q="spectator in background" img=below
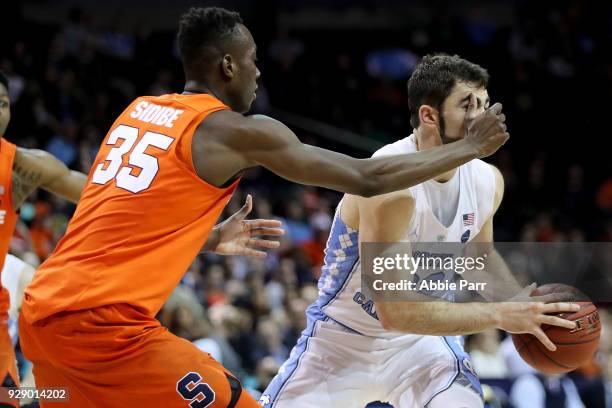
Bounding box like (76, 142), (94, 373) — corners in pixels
(468, 329), (509, 379)
(45, 118), (79, 166)
(510, 373), (585, 408)
(500, 336), (585, 408)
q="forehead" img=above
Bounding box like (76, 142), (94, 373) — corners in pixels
(0, 83), (8, 98)
(447, 81), (488, 103)
(230, 24), (256, 53)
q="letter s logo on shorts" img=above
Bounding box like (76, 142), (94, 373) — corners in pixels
(176, 372), (216, 408)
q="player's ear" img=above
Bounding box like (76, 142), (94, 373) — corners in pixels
(221, 54), (235, 79)
(418, 105), (438, 128)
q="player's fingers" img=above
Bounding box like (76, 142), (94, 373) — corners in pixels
(248, 238), (281, 249)
(488, 102), (503, 115)
(245, 219), (284, 229)
(531, 327), (557, 351)
(540, 301), (581, 314)
(250, 227), (285, 236)
(520, 282), (538, 296)
(237, 194), (253, 218)
(498, 113), (506, 123)
(539, 314), (577, 330)
(535, 292), (578, 304)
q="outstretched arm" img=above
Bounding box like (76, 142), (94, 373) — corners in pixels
(193, 103), (508, 197)
(12, 147), (87, 206)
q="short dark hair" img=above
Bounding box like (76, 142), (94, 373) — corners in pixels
(407, 54), (489, 128)
(177, 7), (244, 64)
(0, 71), (8, 92)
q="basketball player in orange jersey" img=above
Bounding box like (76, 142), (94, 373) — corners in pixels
(20, 7), (509, 408)
(0, 71), (283, 407)
(0, 71), (87, 407)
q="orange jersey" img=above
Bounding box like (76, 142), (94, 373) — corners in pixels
(0, 138), (17, 321)
(22, 93), (238, 323)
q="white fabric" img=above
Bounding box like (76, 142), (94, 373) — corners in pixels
(323, 135), (497, 338)
(193, 338), (223, 363)
(470, 350), (509, 379)
(269, 320), (470, 408)
(1, 253), (27, 344)
(498, 336), (537, 377)
(425, 384), (483, 408)
(510, 374), (585, 408)
(422, 172), (461, 228)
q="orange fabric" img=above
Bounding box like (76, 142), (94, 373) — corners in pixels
(22, 93), (239, 323)
(0, 139), (19, 402)
(19, 305), (259, 407)
(0, 138), (17, 322)
(0, 322), (19, 407)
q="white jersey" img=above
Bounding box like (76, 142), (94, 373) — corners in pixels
(262, 136), (497, 407)
(307, 135), (497, 338)
(1, 253), (28, 345)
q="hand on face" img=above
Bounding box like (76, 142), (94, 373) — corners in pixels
(464, 95), (508, 158)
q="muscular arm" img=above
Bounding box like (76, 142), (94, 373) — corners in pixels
(349, 165), (578, 347)
(193, 111), (506, 197)
(353, 192), (502, 335)
(12, 147), (87, 207)
(463, 165), (524, 300)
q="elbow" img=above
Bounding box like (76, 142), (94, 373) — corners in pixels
(357, 176), (381, 198)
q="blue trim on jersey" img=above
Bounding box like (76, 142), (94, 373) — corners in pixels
(260, 211), (361, 407)
(424, 336), (483, 406)
(305, 209), (360, 326)
(315, 214), (360, 309)
(443, 335), (482, 397)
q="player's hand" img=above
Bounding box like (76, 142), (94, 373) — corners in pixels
(464, 94), (509, 158)
(211, 194), (284, 257)
(494, 283), (580, 351)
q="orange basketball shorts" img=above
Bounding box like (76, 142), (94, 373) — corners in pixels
(19, 304), (259, 408)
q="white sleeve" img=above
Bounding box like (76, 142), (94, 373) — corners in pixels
(371, 144), (400, 158)
(371, 137), (412, 158)
(1, 254), (26, 314)
(510, 374), (545, 408)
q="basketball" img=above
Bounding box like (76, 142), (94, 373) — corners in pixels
(512, 284), (601, 374)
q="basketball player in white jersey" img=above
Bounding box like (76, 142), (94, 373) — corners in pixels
(1, 254), (33, 346)
(260, 55), (579, 408)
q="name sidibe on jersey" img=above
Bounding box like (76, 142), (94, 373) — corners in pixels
(130, 101), (185, 128)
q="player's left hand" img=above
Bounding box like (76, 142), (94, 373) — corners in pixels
(212, 194), (284, 257)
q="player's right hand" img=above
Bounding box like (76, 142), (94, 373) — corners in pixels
(494, 283), (581, 351)
(464, 94), (509, 158)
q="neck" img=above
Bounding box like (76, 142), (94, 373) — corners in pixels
(183, 79), (225, 103)
(414, 127), (457, 183)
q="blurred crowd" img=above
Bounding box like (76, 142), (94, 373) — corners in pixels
(2, 0), (612, 407)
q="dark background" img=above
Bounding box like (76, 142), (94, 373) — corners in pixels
(1, 1), (611, 407)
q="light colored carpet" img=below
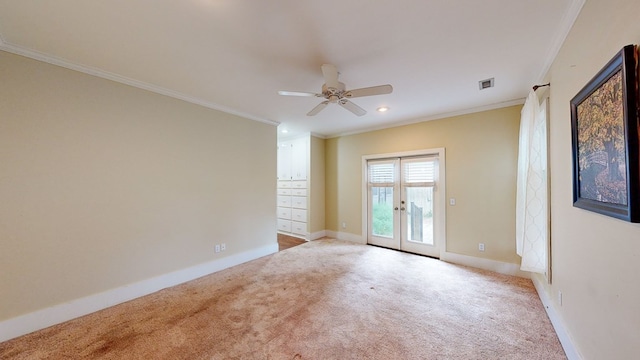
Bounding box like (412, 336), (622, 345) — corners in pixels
(0, 239), (566, 359)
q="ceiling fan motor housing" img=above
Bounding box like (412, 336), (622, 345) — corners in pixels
(322, 82), (346, 97)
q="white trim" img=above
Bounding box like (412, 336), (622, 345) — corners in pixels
(309, 132), (328, 139)
(535, 0), (586, 82)
(531, 276), (583, 360)
(309, 230), (327, 240)
(0, 42), (279, 127)
(325, 230), (366, 244)
(440, 251), (531, 278)
(325, 230), (531, 279)
(0, 243), (278, 342)
(277, 231), (308, 241)
(326, 99), (524, 138)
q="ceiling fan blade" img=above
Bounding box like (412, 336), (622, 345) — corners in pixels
(307, 101), (329, 116)
(339, 99), (367, 116)
(321, 64), (340, 89)
(278, 90), (321, 97)
(344, 84), (393, 98)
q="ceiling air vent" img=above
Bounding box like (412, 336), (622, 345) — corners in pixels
(479, 78), (494, 90)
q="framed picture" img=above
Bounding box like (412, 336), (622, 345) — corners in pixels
(570, 44), (640, 222)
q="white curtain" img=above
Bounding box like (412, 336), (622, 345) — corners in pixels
(516, 91), (548, 274)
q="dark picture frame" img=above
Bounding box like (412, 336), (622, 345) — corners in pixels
(570, 44), (640, 222)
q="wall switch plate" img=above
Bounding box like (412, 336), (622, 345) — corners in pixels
(221, 243), (226, 251)
(215, 244), (221, 253)
(478, 243), (485, 251)
(558, 291), (563, 306)
(342, 222), (346, 229)
(449, 198), (456, 206)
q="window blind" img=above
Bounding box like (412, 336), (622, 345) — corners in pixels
(403, 158), (436, 186)
(368, 162), (395, 185)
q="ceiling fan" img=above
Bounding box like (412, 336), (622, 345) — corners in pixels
(278, 64), (393, 117)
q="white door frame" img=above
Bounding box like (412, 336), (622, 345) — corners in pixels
(362, 148), (446, 257)
(366, 158), (401, 249)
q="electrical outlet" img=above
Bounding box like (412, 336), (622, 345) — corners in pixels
(221, 243), (226, 251)
(215, 244), (221, 253)
(558, 291), (563, 306)
(342, 222), (346, 229)
(478, 243), (485, 252)
(449, 198), (456, 206)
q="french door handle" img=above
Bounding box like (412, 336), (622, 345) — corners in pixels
(394, 207), (399, 211)
(401, 207), (405, 211)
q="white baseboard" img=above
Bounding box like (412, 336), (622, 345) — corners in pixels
(277, 231), (307, 240)
(0, 243), (278, 343)
(440, 251), (531, 278)
(531, 276), (582, 360)
(325, 230), (366, 244)
(309, 230), (327, 241)
(322, 231), (528, 278)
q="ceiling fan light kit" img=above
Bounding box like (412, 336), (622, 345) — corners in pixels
(278, 64), (393, 117)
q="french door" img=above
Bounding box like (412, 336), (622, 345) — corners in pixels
(366, 154), (443, 258)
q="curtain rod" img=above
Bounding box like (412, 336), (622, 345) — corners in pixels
(532, 83), (550, 91)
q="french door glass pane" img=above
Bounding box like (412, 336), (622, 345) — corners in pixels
(371, 186), (394, 237)
(405, 186), (434, 245)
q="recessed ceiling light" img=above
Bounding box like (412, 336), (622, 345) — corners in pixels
(377, 107), (389, 112)
(281, 129), (288, 133)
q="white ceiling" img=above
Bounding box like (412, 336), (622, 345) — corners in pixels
(0, 0), (583, 138)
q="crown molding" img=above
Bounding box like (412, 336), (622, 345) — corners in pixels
(325, 98), (525, 139)
(309, 132), (328, 139)
(535, 0), (586, 82)
(0, 41), (280, 127)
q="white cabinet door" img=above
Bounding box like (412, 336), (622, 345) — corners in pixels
(277, 207), (292, 220)
(278, 219), (292, 232)
(291, 138), (308, 180)
(291, 208), (307, 222)
(277, 196), (292, 207)
(277, 142), (292, 180)
(291, 221), (307, 236)
(291, 180), (306, 189)
(291, 188), (306, 196)
(291, 196), (307, 209)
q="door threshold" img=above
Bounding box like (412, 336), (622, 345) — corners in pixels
(366, 243), (440, 260)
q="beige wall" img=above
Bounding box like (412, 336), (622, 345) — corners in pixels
(326, 105), (521, 263)
(0, 51), (276, 321)
(539, 0), (640, 358)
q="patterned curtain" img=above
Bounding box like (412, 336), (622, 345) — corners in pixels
(516, 91), (548, 274)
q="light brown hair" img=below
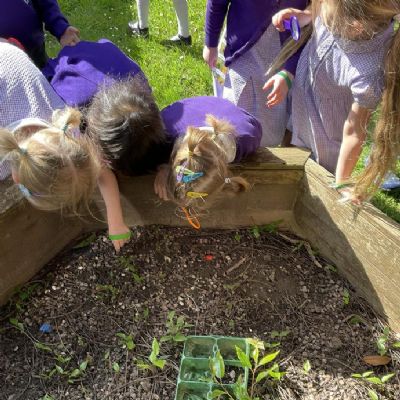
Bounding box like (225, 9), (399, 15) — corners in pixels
(167, 115), (250, 213)
(0, 108), (102, 214)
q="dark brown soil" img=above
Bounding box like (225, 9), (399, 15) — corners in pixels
(0, 226), (399, 400)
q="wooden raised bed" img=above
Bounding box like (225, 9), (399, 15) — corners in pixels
(1, 148), (399, 331)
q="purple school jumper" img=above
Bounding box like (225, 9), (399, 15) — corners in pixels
(205, 0), (308, 72)
(291, 18), (394, 174)
(0, 0), (69, 66)
(42, 39), (151, 107)
(161, 96), (262, 162)
(205, 0), (308, 147)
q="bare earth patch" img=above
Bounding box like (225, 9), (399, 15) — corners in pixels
(1, 226), (399, 399)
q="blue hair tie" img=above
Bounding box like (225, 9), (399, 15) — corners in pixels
(18, 183), (32, 198)
(183, 172), (204, 183)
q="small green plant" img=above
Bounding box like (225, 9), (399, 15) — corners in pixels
(116, 332), (135, 351)
(303, 360), (311, 374)
(11, 283), (40, 312)
(351, 371), (395, 386)
(9, 317), (24, 332)
(376, 327), (390, 356)
(160, 311), (193, 343)
(39, 395), (55, 400)
(112, 362), (120, 373)
(209, 338), (284, 400)
(234, 233), (241, 242)
(137, 338), (167, 371)
(119, 256), (144, 284)
(43, 359), (89, 384)
(343, 289), (350, 306)
(368, 389), (379, 400)
(250, 221), (283, 239)
(149, 338), (166, 369)
(95, 284), (119, 300)
(270, 330), (290, 339)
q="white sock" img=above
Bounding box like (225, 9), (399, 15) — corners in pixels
(136, 0), (149, 29)
(172, 0), (189, 37)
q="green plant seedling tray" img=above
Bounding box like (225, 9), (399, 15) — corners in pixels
(175, 336), (250, 400)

________________________

Task objective — In the data above, which lines have "orange"? Report each of them.

Result for this task —
q="basketball player in orange jersey" img=above
q="orange jersey" img=above
q="orange fabric" img=above
q="orange basketball shorts" img=above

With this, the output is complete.